Records from a data collection
-*-*-

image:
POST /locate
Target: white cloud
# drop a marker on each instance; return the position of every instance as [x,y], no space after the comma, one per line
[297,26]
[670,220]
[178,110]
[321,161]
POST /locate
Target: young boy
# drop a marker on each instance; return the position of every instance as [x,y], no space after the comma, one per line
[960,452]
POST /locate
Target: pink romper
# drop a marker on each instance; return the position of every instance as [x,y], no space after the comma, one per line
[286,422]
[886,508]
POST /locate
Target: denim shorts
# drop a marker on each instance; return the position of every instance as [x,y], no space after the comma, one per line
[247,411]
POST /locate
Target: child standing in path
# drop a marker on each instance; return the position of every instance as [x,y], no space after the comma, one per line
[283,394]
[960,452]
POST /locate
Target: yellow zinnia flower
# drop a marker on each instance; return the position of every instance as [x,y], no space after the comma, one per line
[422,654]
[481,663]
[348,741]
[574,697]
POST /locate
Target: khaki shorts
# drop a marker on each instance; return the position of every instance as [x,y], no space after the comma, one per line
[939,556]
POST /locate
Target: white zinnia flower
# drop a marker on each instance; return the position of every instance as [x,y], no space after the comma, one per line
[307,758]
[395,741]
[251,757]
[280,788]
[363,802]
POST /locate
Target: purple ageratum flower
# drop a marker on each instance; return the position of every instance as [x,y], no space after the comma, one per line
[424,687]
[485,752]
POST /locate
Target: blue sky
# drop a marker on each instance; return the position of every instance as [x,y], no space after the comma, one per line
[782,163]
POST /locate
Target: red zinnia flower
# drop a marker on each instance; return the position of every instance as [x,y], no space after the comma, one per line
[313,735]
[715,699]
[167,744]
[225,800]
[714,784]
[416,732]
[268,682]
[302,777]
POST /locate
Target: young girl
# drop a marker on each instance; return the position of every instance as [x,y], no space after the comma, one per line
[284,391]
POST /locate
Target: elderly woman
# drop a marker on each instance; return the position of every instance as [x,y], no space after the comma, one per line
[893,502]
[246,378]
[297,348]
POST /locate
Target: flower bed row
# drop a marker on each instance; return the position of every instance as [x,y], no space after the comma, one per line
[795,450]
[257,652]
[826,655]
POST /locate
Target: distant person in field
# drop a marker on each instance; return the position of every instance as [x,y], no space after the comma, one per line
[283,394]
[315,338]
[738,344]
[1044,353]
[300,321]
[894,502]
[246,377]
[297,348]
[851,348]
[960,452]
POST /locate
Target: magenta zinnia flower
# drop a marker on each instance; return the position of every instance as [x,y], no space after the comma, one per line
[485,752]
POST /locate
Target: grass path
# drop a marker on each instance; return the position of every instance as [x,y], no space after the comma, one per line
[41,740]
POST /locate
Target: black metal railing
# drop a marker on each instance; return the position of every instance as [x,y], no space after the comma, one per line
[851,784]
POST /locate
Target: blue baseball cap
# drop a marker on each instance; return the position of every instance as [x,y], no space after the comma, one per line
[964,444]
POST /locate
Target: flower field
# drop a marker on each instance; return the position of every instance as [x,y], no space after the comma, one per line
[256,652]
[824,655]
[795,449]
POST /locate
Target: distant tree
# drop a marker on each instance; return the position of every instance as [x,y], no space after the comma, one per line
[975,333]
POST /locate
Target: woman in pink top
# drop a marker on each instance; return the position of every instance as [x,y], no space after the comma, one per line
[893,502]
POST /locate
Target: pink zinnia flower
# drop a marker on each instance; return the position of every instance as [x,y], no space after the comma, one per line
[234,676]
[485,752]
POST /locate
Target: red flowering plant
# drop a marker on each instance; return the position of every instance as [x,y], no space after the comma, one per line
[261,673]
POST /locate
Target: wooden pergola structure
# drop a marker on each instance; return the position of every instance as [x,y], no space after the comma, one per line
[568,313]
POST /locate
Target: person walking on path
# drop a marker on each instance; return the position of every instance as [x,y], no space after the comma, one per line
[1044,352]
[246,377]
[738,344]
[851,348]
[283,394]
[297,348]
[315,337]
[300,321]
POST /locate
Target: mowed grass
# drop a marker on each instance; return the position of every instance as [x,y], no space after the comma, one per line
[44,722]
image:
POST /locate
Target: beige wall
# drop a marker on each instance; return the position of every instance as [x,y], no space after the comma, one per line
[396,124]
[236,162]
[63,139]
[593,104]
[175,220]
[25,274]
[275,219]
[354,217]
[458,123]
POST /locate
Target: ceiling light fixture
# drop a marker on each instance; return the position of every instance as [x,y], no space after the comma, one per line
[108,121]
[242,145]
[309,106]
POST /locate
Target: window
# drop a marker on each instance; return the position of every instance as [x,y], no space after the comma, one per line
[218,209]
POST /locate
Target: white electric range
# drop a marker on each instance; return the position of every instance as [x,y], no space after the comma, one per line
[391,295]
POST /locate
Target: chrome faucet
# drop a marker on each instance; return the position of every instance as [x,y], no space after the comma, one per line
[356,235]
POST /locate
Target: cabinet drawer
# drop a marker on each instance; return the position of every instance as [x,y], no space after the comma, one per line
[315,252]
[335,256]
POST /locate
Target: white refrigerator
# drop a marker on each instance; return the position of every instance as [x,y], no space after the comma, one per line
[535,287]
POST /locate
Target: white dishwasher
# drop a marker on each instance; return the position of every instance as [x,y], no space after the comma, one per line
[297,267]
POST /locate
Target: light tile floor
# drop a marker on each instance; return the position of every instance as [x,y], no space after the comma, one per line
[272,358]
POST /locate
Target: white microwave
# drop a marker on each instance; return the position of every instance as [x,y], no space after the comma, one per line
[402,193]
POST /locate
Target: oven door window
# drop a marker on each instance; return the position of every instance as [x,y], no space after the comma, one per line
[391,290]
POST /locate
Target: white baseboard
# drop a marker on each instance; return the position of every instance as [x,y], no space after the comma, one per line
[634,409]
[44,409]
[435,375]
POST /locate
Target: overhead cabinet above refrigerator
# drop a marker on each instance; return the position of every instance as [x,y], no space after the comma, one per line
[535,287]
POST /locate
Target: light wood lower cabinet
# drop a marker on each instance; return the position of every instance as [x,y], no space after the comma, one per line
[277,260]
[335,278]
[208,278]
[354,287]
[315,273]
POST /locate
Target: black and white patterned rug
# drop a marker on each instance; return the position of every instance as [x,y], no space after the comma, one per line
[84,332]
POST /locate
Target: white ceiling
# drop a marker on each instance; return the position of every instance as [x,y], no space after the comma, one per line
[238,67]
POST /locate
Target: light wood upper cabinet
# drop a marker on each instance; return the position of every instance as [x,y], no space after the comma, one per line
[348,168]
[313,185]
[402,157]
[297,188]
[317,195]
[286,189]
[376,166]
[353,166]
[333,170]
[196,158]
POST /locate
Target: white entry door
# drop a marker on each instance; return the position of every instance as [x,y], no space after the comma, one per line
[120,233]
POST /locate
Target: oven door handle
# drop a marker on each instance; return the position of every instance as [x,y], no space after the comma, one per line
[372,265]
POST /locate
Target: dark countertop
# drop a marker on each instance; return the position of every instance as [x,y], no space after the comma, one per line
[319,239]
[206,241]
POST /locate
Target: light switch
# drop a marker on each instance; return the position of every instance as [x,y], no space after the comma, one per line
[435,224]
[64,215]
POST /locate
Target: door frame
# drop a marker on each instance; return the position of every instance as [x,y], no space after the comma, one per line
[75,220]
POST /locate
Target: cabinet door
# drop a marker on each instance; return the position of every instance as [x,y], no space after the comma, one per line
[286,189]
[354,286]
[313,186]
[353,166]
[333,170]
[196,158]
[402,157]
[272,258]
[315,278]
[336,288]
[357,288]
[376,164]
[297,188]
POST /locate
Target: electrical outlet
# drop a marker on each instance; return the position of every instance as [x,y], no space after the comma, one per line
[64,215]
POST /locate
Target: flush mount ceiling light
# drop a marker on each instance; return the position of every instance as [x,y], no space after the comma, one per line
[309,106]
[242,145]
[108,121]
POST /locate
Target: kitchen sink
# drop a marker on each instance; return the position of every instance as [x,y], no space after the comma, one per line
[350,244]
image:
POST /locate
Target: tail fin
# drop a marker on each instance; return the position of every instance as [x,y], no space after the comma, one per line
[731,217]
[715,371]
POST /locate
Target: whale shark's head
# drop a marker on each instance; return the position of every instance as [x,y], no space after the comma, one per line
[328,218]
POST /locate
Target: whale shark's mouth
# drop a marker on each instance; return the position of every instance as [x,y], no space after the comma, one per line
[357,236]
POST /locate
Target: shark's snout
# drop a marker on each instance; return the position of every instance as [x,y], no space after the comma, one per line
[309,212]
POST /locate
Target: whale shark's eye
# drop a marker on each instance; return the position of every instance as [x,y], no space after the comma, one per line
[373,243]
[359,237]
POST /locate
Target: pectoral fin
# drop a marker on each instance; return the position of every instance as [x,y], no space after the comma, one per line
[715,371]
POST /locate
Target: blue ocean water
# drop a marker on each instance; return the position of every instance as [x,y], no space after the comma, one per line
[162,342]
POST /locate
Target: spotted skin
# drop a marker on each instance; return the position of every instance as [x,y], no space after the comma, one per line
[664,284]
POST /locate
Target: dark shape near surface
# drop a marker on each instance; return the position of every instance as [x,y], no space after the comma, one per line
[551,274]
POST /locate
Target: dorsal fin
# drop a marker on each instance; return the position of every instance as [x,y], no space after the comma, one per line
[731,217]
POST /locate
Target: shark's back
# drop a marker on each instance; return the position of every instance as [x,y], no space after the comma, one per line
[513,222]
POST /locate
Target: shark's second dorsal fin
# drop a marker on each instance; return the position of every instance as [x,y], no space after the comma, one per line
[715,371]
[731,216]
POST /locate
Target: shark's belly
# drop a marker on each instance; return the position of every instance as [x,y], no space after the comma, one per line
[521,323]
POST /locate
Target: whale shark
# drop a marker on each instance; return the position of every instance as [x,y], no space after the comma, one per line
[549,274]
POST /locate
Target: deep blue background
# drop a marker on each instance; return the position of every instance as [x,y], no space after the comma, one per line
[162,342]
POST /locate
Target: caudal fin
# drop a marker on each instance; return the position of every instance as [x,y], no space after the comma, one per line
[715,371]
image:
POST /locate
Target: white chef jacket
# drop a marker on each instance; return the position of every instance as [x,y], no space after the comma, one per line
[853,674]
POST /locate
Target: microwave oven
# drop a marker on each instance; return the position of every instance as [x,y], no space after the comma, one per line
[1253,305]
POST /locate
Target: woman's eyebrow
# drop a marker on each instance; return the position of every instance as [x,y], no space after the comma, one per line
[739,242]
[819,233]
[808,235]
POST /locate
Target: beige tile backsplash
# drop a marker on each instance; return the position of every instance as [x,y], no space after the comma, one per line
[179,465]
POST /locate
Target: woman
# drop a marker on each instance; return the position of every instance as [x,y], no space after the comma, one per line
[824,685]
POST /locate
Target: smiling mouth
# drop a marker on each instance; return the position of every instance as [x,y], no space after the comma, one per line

-*-*-

**SET TASK:** Count how many lines of the material above contain the word "dark", and give only that number.

**EXERCISE RESPONSE:** 2